***** PAGE *****

Ed: Running at Night

OK. So, this morning was a washout. I had to go to work during the day, and with the evening activities, dinner, and getting our child bathed and off to bed, it was tough to change into my running clothes and step outside.

But the reality was that as I stood at the corner of my street, and stared down that long sidewalk--I really didn't want to go. My knees are still a tad achey, I had eaten a full meal an hour earlier--it's a bad idea to run, right?

The kids. St. Jude kids. Their faces float through my mind. The images of Ben and Hayden from my earlier YouTube link drifted into my mind.

So I take off at an easy trot.

It's a nice night anyway. Cool temperatures. The moon is full, or nearly so. Earlier I decided to go without my beloved Bruddah Iz music, and simply run without headsets and music--I'm glad I did. With the night cloaking my world, my traveling companions were my footfalls and my steady breathing--and my achey knees--but they don't make any noise (well, when it's really quiet I can do a parlor trick with my crunchy knees).

Rabbits! Do you know how many rabbits are in the yards in the early evening? They scamper here and there as I approach. Some freezing in place. Others, for whatever reason, must think I'm going to devour them. I find them somewhat amusing--even entertaining. I continue on running.

I have found that as long as I run my current pace, I go into an automatic mode. My legs sorta ache about 2 minutes into my run, but never get worse than that. I've gotten used to the ache, and simply ignore it. I'm never out of breath at my pace. It tells me that I can push harder, but right now it's about distance and stamina. I'll worry about pace later. Right now I can run for 32 minutes without stopping, and even then, feel like I could continue on for another 10 or 15.

***** ENTRIES PROVIDED *****

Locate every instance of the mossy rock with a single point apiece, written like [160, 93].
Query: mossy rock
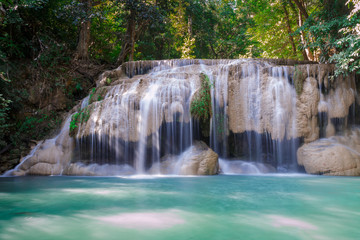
[97, 94]
[78, 118]
[200, 107]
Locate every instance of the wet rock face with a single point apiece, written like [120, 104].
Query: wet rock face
[338, 155]
[49, 157]
[199, 159]
[141, 108]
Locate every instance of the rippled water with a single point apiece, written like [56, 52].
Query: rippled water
[217, 207]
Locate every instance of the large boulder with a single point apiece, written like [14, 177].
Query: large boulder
[49, 157]
[338, 155]
[199, 159]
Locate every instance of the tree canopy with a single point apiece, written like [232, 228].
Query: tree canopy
[120, 30]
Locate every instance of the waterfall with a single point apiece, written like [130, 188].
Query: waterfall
[138, 119]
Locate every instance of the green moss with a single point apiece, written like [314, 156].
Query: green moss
[79, 118]
[201, 106]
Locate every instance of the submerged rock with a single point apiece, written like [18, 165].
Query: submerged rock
[337, 155]
[199, 159]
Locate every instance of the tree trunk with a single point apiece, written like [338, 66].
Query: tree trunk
[306, 52]
[82, 50]
[291, 39]
[302, 8]
[129, 42]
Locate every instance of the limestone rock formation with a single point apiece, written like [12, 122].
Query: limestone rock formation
[49, 157]
[199, 159]
[338, 155]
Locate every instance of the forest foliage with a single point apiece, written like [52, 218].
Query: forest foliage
[49, 33]
[122, 30]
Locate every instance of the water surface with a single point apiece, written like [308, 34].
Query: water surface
[216, 207]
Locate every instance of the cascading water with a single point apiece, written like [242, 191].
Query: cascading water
[138, 119]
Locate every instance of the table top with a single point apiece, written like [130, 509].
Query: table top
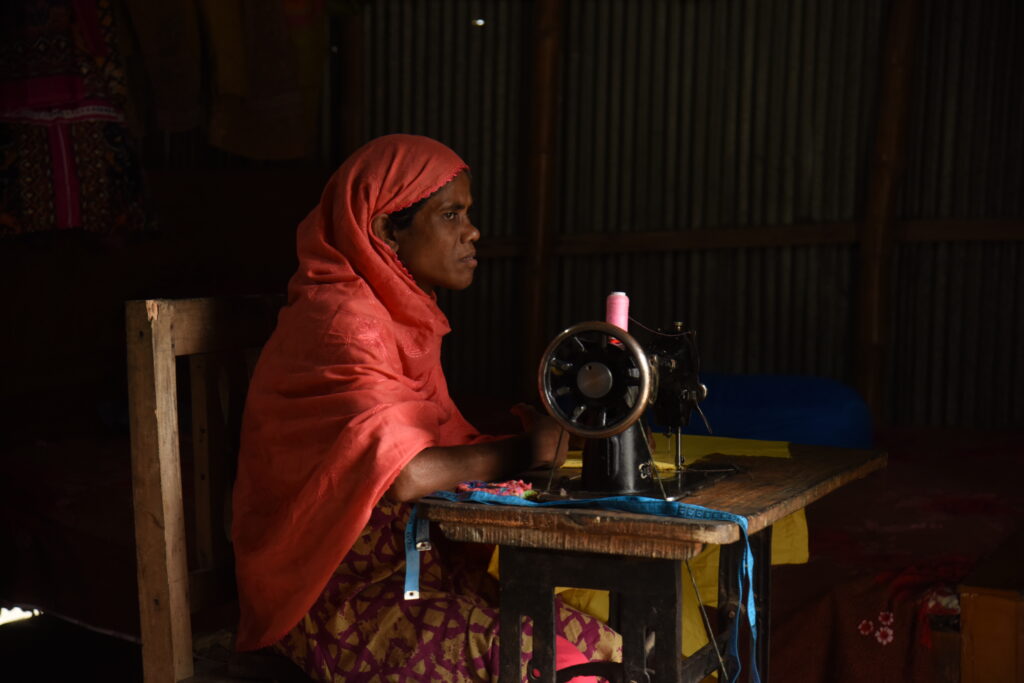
[765, 491]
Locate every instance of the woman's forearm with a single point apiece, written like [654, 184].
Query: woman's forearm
[442, 467]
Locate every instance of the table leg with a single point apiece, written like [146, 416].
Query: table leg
[648, 595]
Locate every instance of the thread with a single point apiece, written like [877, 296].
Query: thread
[616, 309]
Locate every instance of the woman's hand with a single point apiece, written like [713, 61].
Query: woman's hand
[548, 440]
[543, 446]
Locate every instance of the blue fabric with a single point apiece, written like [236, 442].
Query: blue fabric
[782, 408]
[638, 504]
[417, 540]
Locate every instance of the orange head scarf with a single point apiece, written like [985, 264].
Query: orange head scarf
[347, 390]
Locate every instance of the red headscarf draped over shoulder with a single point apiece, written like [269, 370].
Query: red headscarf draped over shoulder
[347, 390]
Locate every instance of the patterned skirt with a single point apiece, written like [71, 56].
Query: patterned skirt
[361, 629]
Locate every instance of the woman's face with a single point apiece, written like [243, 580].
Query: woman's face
[439, 247]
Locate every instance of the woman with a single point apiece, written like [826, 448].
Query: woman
[348, 420]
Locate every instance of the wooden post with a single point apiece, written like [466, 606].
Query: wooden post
[542, 180]
[877, 233]
[160, 528]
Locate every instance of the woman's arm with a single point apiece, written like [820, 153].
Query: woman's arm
[442, 467]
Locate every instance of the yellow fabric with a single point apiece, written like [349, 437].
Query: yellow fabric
[788, 543]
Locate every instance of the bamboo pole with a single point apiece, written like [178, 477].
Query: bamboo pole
[542, 180]
[877, 236]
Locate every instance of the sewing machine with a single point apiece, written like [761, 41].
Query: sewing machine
[598, 382]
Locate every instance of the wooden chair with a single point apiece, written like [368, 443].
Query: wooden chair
[206, 348]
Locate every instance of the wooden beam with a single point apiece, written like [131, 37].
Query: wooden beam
[542, 179]
[877, 233]
[160, 528]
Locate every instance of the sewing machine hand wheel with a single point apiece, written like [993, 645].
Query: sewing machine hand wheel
[595, 380]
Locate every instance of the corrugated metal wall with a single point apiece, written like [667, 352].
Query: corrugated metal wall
[957, 347]
[720, 114]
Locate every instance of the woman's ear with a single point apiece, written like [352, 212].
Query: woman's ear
[382, 227]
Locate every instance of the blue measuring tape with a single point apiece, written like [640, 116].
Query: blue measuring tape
[417, 541]
[416, 534]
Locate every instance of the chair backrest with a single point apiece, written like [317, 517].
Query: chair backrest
[181, 573]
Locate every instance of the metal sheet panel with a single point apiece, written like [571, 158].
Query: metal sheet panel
[714, 114]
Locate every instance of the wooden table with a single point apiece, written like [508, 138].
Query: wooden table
[636, 557]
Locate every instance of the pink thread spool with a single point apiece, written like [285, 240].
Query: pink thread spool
[616, 310]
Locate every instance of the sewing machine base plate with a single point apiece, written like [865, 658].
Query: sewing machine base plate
[673, 487]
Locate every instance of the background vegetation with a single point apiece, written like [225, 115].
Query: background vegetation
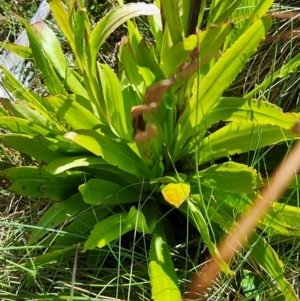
[53, 245]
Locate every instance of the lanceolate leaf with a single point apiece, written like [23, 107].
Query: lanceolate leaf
[191, 210]
[268, 259]
[108, 230]
[35, 101]
[222, 11]
[209, 41]
[163, 277]
[290, 67]
[52, 48]
[229, 176]
[113, 152]
[61, 164]
[99, 192]
[218, 79]
[42, 61]
[262, 112]
[23, 126]
[62, 18]
[239, 137]
[171, 12]
[20, 50]
[30, 146]
[20, 108]
[117, 115]
[113, 20]
[70, 111]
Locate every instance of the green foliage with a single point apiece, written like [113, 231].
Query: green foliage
[110, 140]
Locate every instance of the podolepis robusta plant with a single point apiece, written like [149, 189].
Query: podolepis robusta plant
[145, 140]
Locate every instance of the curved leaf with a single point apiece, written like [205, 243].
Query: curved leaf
[229, 176]
[113, 20]
[74, 114]
[30, 146]
[52, 48]
[117, 113]
[217, 80]
[239, 109]
[99, 192]
[23, 126]
[61, 164]
[113, 152]
[239, 137]
[163, 277]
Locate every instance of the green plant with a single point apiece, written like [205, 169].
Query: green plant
[137, 143]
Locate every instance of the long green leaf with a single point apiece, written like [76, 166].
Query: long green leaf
[239, 109]
[218, 79]
[70, 111]
[209, 41]
[23, 126]
[170, 10]
[191, 210]
[20, 50]
[239, 137]
[63, 163]
[163, 277]
[52, 81]
[229, 176]
[99, 192]
[35, 101]
[113, 152]
[30, 146]
[290, 67]
[118, 114]
[52, 48]
[112, 21]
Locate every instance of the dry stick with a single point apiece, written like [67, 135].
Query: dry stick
[237, 237]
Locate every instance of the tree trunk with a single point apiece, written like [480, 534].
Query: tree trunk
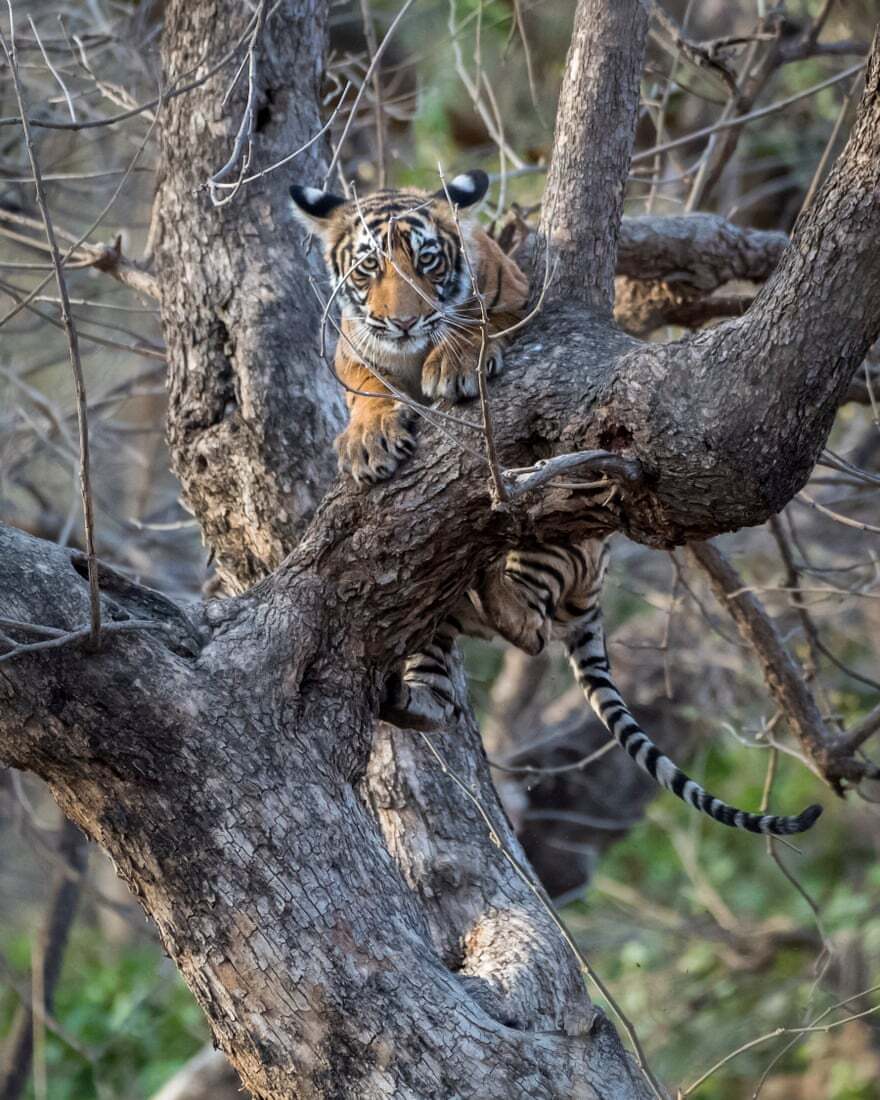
[352, 913]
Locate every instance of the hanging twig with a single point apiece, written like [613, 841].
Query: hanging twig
[76, 364]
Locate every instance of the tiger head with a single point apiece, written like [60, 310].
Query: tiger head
[396, 262]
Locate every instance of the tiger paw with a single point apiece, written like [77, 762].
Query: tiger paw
[453, 376]
[374, 444]
[413, 705]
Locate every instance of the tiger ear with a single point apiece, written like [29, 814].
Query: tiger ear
[312, 207]
[464, 189]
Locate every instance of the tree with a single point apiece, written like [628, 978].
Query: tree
[348, 901]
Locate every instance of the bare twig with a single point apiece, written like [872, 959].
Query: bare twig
[816, 1025]
[367, 76]
[829, 759]
[76, 364]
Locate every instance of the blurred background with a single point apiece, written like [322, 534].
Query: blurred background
[708, 938]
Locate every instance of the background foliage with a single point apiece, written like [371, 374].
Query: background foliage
[704, 939]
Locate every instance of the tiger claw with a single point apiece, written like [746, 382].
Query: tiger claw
[373, 447]
[451, 377]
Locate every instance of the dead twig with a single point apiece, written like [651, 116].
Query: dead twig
[828, 757]
[615, 468]
[76, 363]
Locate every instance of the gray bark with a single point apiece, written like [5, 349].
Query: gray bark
[332, 899]
[253, 409]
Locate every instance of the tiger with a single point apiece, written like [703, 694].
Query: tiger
[409, 278]
[554, 592]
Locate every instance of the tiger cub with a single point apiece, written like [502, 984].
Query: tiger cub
[554, 591]
[410, 316]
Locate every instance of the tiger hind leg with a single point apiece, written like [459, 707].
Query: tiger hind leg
[421, 695]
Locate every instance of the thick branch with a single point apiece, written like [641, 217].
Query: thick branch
[832, 758]
[595, 125]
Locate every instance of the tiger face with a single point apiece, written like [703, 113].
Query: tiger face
[396, 265]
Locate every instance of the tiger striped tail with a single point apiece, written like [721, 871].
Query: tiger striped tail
[590, 660]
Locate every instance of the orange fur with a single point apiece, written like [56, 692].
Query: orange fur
[378, 249]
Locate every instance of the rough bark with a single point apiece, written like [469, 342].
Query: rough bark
[222, 779]
[333, 900]
[593, 141]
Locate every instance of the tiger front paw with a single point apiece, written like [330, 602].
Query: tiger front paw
[453, 376]
[376, 442]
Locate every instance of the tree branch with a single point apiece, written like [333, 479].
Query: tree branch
[595, 125]
[832, 758]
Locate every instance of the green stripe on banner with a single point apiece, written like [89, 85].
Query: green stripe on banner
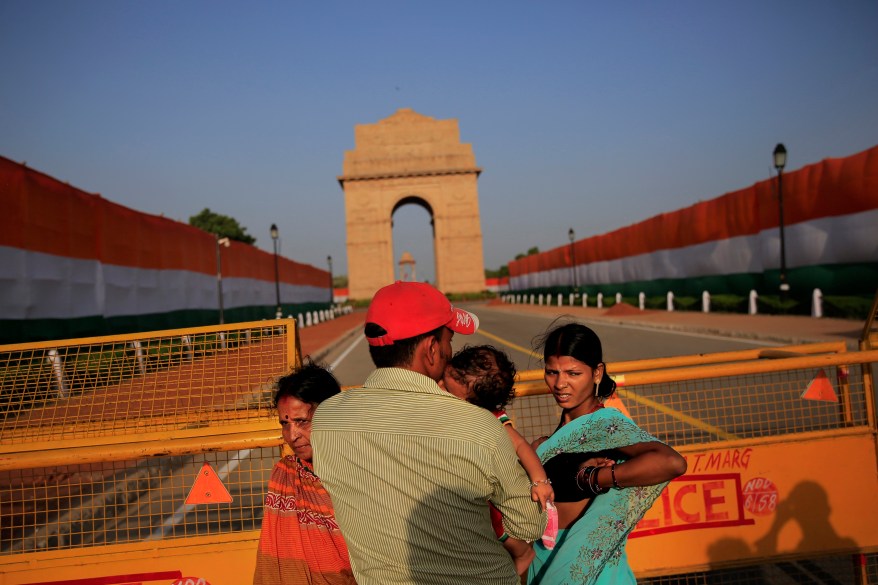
[29, 330]
[831, 279]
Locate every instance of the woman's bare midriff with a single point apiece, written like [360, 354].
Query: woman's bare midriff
[569, 512]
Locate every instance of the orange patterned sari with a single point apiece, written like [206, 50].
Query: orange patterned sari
[300, 540]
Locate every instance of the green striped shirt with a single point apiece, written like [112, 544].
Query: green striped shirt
[410, 468]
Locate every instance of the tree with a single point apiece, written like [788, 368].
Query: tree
[530, 252]
[499, 273]
[221, 225]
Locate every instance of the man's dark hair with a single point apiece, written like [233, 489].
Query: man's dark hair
[401, 352]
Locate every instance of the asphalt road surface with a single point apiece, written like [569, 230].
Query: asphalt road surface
[515, 333]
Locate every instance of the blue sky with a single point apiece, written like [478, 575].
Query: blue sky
[583, 114]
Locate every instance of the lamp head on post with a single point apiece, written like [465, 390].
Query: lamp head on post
[331, 290]
[780, 157]
[572, 235]
[780, 161]
[274, 235]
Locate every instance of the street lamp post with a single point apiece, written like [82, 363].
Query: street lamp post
[575, 279]
[331, 292]
[219, 272]
[780, 161]
[274, 234]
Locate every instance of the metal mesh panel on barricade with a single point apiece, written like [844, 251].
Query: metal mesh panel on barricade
[130, 501]
[103, 439]
[131, 384]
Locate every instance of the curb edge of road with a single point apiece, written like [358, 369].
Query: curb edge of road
[318, 355]
[851, 344]
[734, 334]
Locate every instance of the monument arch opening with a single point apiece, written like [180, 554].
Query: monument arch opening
[412, 228]
[404, 159]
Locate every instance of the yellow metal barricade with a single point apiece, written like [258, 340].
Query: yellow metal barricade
[104, 440]
[781, 455]
[145, 458]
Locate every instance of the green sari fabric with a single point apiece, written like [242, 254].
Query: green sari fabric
[592, 550]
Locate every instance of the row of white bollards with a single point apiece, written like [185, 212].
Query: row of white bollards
[308, 319]
[752, 305]
[312, 318]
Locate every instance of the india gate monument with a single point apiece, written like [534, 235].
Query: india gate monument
[407, 159]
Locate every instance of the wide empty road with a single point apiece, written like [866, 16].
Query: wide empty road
[516, 332]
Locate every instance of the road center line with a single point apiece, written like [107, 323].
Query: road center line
[345, 353]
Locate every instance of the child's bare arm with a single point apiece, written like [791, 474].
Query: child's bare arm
[541, 490]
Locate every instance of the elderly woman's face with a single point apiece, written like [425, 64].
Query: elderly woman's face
[295, 421]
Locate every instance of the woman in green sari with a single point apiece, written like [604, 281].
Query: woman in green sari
[606, 471]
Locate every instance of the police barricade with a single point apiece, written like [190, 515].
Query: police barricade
[780, 446]
[139, 458]
[145, 458]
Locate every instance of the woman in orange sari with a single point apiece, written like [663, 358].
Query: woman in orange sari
[300, 540]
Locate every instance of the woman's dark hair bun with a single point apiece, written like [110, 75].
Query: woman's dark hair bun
[607, 386]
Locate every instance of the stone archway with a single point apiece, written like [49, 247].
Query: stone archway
[411, 158]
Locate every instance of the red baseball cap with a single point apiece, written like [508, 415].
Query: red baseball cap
[408, 309]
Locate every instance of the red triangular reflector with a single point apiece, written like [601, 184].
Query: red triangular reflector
[820, 389]
[208, 488]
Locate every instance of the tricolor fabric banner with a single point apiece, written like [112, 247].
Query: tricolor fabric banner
[74, 264]
[731, 244]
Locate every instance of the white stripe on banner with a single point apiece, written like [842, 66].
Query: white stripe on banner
[34, 285]
[830, 240]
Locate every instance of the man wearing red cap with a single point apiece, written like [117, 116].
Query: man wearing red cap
[410, 467]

*****

WHAT IS ASKED ::
Copy the night-running post word for word, from its title to its last sentence.

COMPLETED EXERCISE ::
Ed: Running at Night

OK. So, this morning was a washout. I had to go to work during the day, and with the evening activities, dinner, and getting our child bathed and off to bed, it was tough to change into my running clothes and step outside.

But the reality was that as I stood at the corner of my street, and stared down that long sidewalk--I really didn't want to go. My knees are still a tad achey, I had eaten a full meal an hour earlier--it's a bad idea to run, right?

The kids. St. Jude kids. Their faces float through my mind. The images of Ben and Hayden from my earlier YouTube link drifted into my mind.

So I take off at an easy trot.

It's a nice night anyway. Cool temperatures. The moon is full, or nearly so. Earlier I decided to go without my beloved Bruddah Iz music, and simply run without headsets and music--I'm glad I did. With the night cloaking my world, my traveling companions were my footfalls and my steady breathing--and my achey knees--but they don't make any noise (well, when it's really quiet I can do a parlor trick with my crunchy knees).

Rabbits! Do you know how many rabbits are in the yards in the early evening? They scamper here and there as I approach. Some freezing in place. Others, for whatever reason, must think I'm going to devour them. I find them somewhat amusing--even entertaining. I continue on running.

I have found that as long as I run my current pace, I go into an automatic mode. My legs sorta ache about 2 minutes into my run, but never get worse than that. I've gotten used to the ache, and simply ignore it. I'm never out of breath at my pace. It tells me that I can push harder, but right now it's about distance and stamina. I'll worry about pace later. Right now I can run for 32 minutes without stopping, and even then, feel like I could continue on for another 10 or 15.